Output every entry below exactly as it is written.

# Records for the exercise:
--- --- ---
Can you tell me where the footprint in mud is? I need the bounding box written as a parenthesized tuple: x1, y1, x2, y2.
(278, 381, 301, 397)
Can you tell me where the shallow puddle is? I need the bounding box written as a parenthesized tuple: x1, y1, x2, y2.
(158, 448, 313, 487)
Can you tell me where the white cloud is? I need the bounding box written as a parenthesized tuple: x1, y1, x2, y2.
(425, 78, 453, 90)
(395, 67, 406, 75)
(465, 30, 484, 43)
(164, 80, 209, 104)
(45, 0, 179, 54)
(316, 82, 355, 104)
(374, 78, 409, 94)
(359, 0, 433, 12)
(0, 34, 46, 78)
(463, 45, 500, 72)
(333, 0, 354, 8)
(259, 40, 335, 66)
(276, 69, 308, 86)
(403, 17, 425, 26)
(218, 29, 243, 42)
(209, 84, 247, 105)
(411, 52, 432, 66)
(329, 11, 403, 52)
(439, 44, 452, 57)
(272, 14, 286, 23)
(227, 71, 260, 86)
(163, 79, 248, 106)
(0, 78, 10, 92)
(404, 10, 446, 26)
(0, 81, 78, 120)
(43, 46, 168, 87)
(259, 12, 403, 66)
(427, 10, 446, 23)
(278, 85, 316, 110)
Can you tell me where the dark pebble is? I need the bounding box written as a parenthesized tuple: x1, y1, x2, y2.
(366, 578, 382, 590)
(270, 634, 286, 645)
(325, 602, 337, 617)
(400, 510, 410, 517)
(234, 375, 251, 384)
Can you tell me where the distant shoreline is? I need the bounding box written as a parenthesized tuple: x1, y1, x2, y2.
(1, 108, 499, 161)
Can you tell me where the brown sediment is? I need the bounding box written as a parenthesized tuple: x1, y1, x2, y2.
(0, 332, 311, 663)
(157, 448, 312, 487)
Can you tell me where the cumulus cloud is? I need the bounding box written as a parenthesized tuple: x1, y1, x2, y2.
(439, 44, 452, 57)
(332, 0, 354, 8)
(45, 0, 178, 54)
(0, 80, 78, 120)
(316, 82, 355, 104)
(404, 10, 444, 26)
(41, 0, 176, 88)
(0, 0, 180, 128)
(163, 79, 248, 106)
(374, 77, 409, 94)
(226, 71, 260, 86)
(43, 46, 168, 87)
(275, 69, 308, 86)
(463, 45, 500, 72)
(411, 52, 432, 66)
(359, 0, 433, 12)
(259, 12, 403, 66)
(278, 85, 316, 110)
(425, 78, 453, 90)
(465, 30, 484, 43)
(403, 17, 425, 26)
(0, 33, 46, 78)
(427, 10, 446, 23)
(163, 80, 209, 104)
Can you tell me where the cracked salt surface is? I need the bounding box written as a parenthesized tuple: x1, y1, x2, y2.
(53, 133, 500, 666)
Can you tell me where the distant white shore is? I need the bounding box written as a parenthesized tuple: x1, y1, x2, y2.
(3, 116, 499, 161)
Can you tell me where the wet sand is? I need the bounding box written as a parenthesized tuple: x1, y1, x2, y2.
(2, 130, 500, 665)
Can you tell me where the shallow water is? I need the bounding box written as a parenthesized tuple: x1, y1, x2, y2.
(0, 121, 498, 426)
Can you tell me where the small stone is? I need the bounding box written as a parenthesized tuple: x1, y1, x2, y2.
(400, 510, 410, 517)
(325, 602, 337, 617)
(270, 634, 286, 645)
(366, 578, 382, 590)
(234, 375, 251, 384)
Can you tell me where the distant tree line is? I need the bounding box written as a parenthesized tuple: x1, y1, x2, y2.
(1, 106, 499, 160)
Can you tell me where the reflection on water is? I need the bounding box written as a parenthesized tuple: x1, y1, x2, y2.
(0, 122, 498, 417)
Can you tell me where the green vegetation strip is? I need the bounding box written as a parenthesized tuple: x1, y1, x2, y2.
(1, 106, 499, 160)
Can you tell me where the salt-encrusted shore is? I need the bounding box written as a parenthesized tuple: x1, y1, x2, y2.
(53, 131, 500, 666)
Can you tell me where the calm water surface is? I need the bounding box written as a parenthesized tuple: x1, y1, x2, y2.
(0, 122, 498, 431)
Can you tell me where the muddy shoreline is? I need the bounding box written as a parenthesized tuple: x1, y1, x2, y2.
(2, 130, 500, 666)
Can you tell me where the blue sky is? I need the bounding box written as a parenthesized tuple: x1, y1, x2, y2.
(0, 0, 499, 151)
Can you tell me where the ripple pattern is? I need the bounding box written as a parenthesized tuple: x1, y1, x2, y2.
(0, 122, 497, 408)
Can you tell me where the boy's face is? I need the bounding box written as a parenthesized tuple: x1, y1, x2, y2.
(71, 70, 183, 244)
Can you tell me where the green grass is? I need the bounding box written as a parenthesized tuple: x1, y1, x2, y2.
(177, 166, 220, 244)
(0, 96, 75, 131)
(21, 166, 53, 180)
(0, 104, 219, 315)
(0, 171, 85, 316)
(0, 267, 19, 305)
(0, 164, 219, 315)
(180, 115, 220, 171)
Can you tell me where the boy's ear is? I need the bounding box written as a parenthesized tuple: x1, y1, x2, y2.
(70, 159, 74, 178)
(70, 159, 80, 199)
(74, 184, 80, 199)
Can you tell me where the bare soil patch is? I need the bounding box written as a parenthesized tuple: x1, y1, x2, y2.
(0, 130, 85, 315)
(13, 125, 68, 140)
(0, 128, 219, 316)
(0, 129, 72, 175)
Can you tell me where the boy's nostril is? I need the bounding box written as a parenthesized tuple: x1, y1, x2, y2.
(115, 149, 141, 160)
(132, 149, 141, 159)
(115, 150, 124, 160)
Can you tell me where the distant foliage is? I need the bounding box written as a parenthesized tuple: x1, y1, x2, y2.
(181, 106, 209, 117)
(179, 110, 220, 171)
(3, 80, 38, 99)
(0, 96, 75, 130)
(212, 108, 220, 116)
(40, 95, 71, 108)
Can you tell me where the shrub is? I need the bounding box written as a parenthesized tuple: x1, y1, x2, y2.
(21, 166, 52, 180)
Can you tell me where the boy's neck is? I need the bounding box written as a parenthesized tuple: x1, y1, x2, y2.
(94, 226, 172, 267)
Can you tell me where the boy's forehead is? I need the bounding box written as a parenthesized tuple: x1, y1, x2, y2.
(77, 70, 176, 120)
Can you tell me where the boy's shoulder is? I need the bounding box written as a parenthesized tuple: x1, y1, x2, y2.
--- --- ---
# Solution to the problem:
Can you tell me where the footprint in mud is? I need the bounding box written as a parenthesized tuple: x1, y1, x2, y2.
(278, 381, 301, 397)
Can you tell me where the shallow puddle is? I need the bounding box written as a parenthesized tuple: x1, y1, x2, y2.
(158, 448, 313, 487)
Can you tell me where the white cloud is? I need the bounding box written as a parenthesized tuple: x1, y1, x2, y2.
(425, 78, 453, 90)
(395, 67, 406, 75)
(465, 30, 484, 43)
(164, 80, 209, 104)
(45, 0, 179, 54)
(316, 82, 355, 104)
(374, 78, 409, 94)
(359, 0, 433, 12)
(0, 34, 46, 78)
(463, 45, 500, 72)
(333, 0, 354, 8)
(259, 40, 335, 66)
(276, 69, 308, 86)
(403, 17, 425, 26)
(218, 29, 243, 42)
(209, 84, 247, 105)
(411, 52, 432, 66)
(329, 11, 403, 52)
(439, 44, 452, 57)
(272, 14, 286, 23)
(227, 71, 260, 86)
(163, 79, 248, 106)
(0, 78, 10, 92)
(404, 10, 446, 26)
(0, 81, 78, 120)
(43, 46, 168, 87)
(259, 12, 403, 66)
(427, 10, 446, 23)
(278, 85, 316, 110)
Can you tell me where the dark pebble is? I need the bounding box written as a parenthesized tuple: x1, y1, x2, y2.
(366, 578, 382, 590)
(270, 634, 286, 645)
(325, 602, 337, 617)
(400, 510, 410, 517)
(234, 375, 251, 384)
Can you tell me where the distant shoreline is? I need the bounding box written as a parenthesized tuple: x1, y1, x2, y2.
(1, 108, 499, 161)
Can you tell me where the brown sediment is? I need the bounding box written as a parenthesized tuple: x1, y1, x2, y2.
(0, 332, 311, 663)
(157, 448, 312, 487)
Can you tell me where the cumulus cloud is? I need the bounding box written as a parenthesized tuple: x1, y1, x2, y2.
(439, 44, 452, 57)
(332, 0, 354, 8)
(45, 0, 178, 54)
(0, 80, 78, 120)
(316, 82, 355, 104)
(404, 10, 444, 26)
(41, 0, 176, 88)
(0, 0, 180, 128)
(163, 79, 248, 106)
(374, 77, 409, 94)
(226, 71, 260, 86)
(43, 46, 168, 87)
(275, 69, 308, 86)
(463, 45, 500, 72)
(411, 52, 432, 66)
(359, 0, 433, 12)
(259, 12, 403, 66)
(278, 85, 316, 110)
(425, 78, 453, 90)
(465, 30, 484, 43)
(403, 17, 425, 26)
(0, 33, 46, 78)
(427, 10, 446, 23)
(163, 80, 209, 104)
Can you tell me where the cracked salt surface is? I need the bounding box written as a parenthesized tuple: x1, y1, x2, y2.
(53, 133, 500, 666)
Can you tell me where the distant white shore is? I need the bounding box written as a parenthesized tuple: x1, y1, x2, y2.
(3, 116, 499, 161)
Can you tell me where the wet sand is? I need the bounding box written as a parenthesized tuple: x1, y1, x2, y2.
(2, 130, 500, 665)
Can you tell me where the shallow water is? I need the bounding box written as a parenthesized tuple: x1, y1, x2, y2.
(0, 121, 498, 426)
Can you tell me where the small stone is? I need the bounding box written as a parenthesized tuple: x1, y1, x2, y2.
(400, 510, 410, 517)
(325, 602, 337, 617)
(270, 634, 286, 645)
(366, 578, 382, 590)
(234, 375, 251, 384)
Can you tell me where the distant tree line is? I need the bounding box written as a parenthesized tuple: x1, y1, x2, y2.
(1, 106, 499, 160)
Can you tell me where the reflection on water is? I need the bounding box written as a parenthesized tuple: x1, y1, x2, y2.
(0, 122, 498, 417)
Can you tell me where the green vegetation strip is? I need the bounding box written as a parenthesized tuple: x1, y1, x2, y2.
(1, 106, 499, 160)
Can you tell me where the salt-encrusted shore is? I need the bounding box written as a parenthesized tuple: x1, y1, x2, y2.
(53, 131, 500, 666)
Can you tell me where the calm water surface is? I need the bounding box written as a parenthesized tuple: x1, y1, x2, y2.
(0, 122, 498, 431)
Can you tell me where the muddy shoreline is? I need the bounding box written as a parenthesized tuple: x1, y1, x2, y2.
(2, 130, 500, 666)
Can you tell me where the blue sky is? I need the bounding box written as a parenthesized tuple: x1, y1, x2, y2.
(0, 0, 499, 151)
Can you tell me where the ripple pattern is? I need the bounding box written as a parenthesized tuple: x1, y1, x2, y2.
(0, 122, 497, 408)
Can you tell me where the boy's face is? I need the bounding box written as a parenthesized tuple: x1, y1, x2, y2.
(71, 70, 183, 244)
Can you tell me where the green grass is? I need the bounding box written as a parenthesized tuple: x1, y1, x2, y2.
(177, 166, 220, 244)
(0, 96, 75, 131)
(21, 166, 53, 180)
(0, 104, 219, 315)
(0, 171, 85, 316)
(0, 267, 19, 305)
(0, 164, 219, 315)
(180, 115, 220, 171)
Can you tell me where the boy's ear is? I need the bounding box written as a parenthesized tuple: x1, y1, x2, y2.
(70, 159, 74, 178)
(70, 159, 80, 199)
(74, 184, 80, 199)
Can you tell me where the bare soil patch is? I need the bounding box written as a parenthesized tuple: x1, y1, x2, y2.
(0, 130, 85, 315)
(13, 125, 68, 140)
(0, 128, 219, 316)
(0, 129, 72, 175)
Can you tell me where the boy's nostril is? I need the bounding box written as a parenthesized tuple: x1, y1, x2, y2.
(115, 149, 141, 160)
(132, 149, 141, 159)
(115, 150, 124, 160)
Can you tell me where the distant foliage is? I need the bounding box written as a parenthesized tuple: x1, y1, x2, y2.
(181, 106, 209, 117)
(179, 110, 220, 171)
(3, 80, 38, 99)
(0, 96, 75, 130)
(212, 108, 220, 116)
(40, 95, 71, 108)
Can you tell me where the shrub is? I need the bounding box written as a parenthesized tuple: x1, y1, x2, y2.
(21, 166, 52, 180)
Can you tell me where the boy's neck is? I need the bounding box written as a parenthesized tuple: x1, y1, x2, y2.
(94, 226, 172, 267)
Can you tell me where the boy's forehead is? I need the bounding box written as a parenthesized tuple: x1, y1, x2, y2.
(77, 70, 176, 120)
Can you tell me where the boy's shoulder is? I need the bounding box written as a parenthesized tuple: x1, y1, x2, y2.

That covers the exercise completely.